_Your goal_.
Word for word, output the data, with none of its pictures.

(Saved entries)
+---+

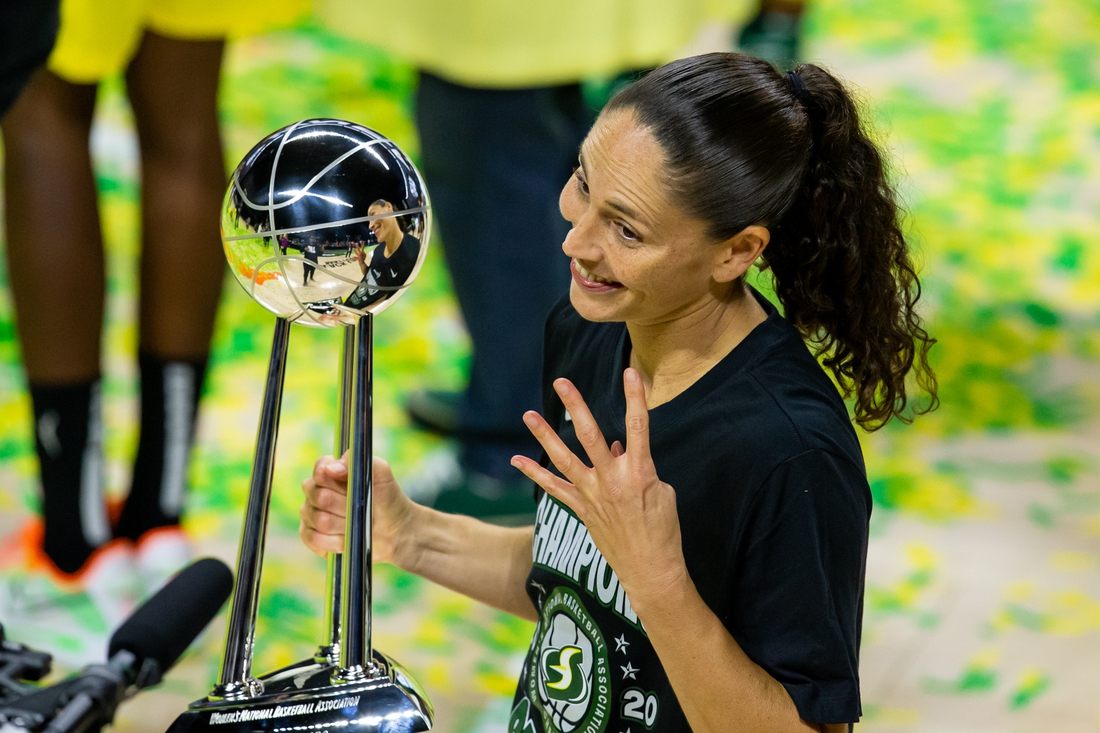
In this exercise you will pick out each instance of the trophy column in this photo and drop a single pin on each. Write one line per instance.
(329, 651)
(235, 679)
(355, 662)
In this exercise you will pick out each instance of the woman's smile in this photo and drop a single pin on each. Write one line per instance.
(590, 281)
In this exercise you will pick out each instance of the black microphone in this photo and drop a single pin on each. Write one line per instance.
(145, 646)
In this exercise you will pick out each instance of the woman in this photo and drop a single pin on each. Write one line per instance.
(704, 571)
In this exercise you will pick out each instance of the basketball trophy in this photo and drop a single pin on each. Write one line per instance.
(325, 223)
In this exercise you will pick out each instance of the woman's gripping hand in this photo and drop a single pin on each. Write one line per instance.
(323, 513)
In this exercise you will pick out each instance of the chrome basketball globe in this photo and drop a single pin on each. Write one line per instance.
(326, 220)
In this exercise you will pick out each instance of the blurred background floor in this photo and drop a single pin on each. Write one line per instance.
(983, 576)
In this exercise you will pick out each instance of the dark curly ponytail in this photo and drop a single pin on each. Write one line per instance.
(746, 145)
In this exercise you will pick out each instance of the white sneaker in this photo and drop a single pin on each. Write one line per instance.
(69, 615)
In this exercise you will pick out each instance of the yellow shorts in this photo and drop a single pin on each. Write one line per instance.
(98, 37)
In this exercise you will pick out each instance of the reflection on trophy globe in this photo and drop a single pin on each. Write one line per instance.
(326, 220)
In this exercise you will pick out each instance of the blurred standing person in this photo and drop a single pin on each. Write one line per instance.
(501, 113)
(774, 32)
(311, 251)
(171, 56)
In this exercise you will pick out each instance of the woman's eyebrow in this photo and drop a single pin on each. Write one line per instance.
(627, 211)
(616, 205)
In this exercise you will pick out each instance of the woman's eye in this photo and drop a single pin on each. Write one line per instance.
(582, 185)
(626, 232)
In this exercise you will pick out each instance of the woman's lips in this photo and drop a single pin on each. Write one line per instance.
(591, 282)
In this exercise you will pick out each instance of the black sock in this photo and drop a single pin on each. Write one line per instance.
(68, 436)
(169, 394)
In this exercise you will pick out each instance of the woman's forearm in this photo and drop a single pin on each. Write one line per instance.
(483, 561)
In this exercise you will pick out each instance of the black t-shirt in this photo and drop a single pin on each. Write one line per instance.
(387, 272)
(773, 507)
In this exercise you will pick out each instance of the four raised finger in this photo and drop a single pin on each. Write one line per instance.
(587, 430)
(637, 424)
(570, 466)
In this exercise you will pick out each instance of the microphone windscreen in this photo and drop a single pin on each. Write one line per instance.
(166, 624)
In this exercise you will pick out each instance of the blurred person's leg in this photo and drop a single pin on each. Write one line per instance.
(495, 162)
(774, 32)
(173, 87)
(56, 270)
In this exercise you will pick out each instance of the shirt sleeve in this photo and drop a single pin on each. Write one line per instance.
(799, 582)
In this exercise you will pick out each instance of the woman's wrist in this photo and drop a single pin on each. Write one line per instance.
(662, 593)
(409, 542)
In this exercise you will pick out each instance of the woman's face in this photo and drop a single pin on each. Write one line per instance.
(384, 229)
(636, 256)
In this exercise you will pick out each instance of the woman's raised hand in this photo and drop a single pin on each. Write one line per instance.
(323, 513)
(629, 512)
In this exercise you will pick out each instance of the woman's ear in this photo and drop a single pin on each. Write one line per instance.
(738, 252)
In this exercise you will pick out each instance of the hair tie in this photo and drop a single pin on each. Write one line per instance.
(800, 88)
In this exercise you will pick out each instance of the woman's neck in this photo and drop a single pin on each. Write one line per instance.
(393, 243)
(673, 356)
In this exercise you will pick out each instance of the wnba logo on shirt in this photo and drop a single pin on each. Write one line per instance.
(569, 679)
(565, 679)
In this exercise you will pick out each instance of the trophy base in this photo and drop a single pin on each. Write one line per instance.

+---+

_Answer to this exercise_.
In this exercise you will pick out each instance of the trophy column in this photo and drop a single pin on each. Write one line per instance.
(329, 651)
(235, 679)
(355, 662)
In this exercise you will pick out each instance of the woman's smile in this photo and drop a single pin on each. Write one line per instance.
(590, 281)
In this exercise you will pick out each instance of the black microphone in this photo and drop a single pin on each. Write one line per instance.
(145, 646)
In this exercise you will pick out each instance of the woman in this photo and drop a single pin on each. Write one line per instance.
(704, 571)
In this exercise you will pick out each instance of the basketball trophy in this photo and drop a single pin on each. Write one line per instance.
(325, 223)
In this exercise you will pick out each instance of the woman's gripping hand in this photo and drop a single pin on each. Write one line per instance.
(323, 513)
In this exercise you will pick out each instance of the chrome basketball globe in this photo and drop a single pin on each. Write one line per instance.
(326, 220)
In this exercise you will pick out each instance of the blurred background floor in this photo and drop a single pin on each. Write one line per instance.
(983, 576)
In this exercise you will pick out each instance of the dark curly ponytail in this photo and drop a single pin on each. Write one line per instance.
(746, 145)
In this exercise you will pick out each instance of the white sneaker in this photo and drop a single pin on each. Write one line per instance.
(69, 615)
In this exercise you will pick out each instance of the yellow shorts in this photo and drop a single pin on each. Write one line per instance.
(98, 37)
In this exercise you will pick out each instance of the reflection on trophy globe in this photo and drop a single pin on each. Write one line per instance.
(326, 220)
In this exercise you will pick out each instance of the blurred standing person in this photo and drop a single pin on each. Write one line per instance.
(501, 113)
(774, 32)
(311, 251)
(171, 56)
In this exercise you will pick out each instance of the woman's eyebrow in this photo and drop a single pin on each. Write one line per instance.
(627, 211)
(616, 205)
In this exercise you will pick out each instance of the woman's eye in this photo and drop a single pin on each. Write one line per instance.
(582, 185)
(626, 232)
In this exercise you will pick out each instance of the woman's lips in this photo and drop a single pin on each. Write one line per instance.
(591, 282)
In this exercise you will pick out each instance of the black sock in this photo and drop a single pin on each. Write one line per instance.
(68, 436)
(169, 394)
In this exercise you will pick out each instance of the woman's forearm in this photo and drop a single pin on each. Write one line per instance.
(483, 561)
In this exercise you will pick out each instance of the black t-shirt in this photo and drop a single pin on each. Write one line per instance.
(387, 272)
(773, 507)
In this exercise you will pick out each instance of the four raised finger in this photo and drop a single pin on each. Write one line per instance.
(587, 430)
(637, 424)
(570, 466)
In this exercise you will pick out each instance of the microphone windscreen in this photo and drop a single pin on each. Write one line per instance.
(166, 624)
In this exercise you will pick out each instance of the blurred person's leg in this photo and drop a single pin on each. Write one line per instance.
(495, 162)
(774, 32)
(173, 87)
(56, 270)
In this exercise you will pick out each instance of the shirt sleeve in this photo and drop a single pin on each. Write one line per instance.
(799, 582)
In this exercise you will pick out each instance of the woman's wrist in this photo and drop a single pin on each. Write one line per instance.
(662, 593)
(409, 542)
In this exercise you will pick out each instance of the woman's face in this photo and drop a single pin on each. Write one line per instance.
(384, 229)
(636, 256)
In this exercise you will pick out each instance of the woman's raised hand in this photo and drop a single pin on each. Write one line per instance.
(323, 513)
(629, 512)
In this exercise you will pick out each instance of the woman's ear in this photo and drop a single pin on each. Write one line per instance.
(738, 252)
In this exercise you will pick out each instance of the hair tie in this photo and drop a single pin on each. Write one line per instance.
(800, 88)
In this exercise you will pick out each instance of the woman's neck in this photo and drop a single pin on each. Write one line per instance.
(393, 243)
(673, 356)
In this exercise you will pick out each instance of the wnba logo on shirt in this photo and drop a single pin on each. Write one line per instance.
(569, 679)
(565, 679)
In this exercise you will pick out each instance of the trophy base in this photo and drop a single pin on each. Write one line per instance.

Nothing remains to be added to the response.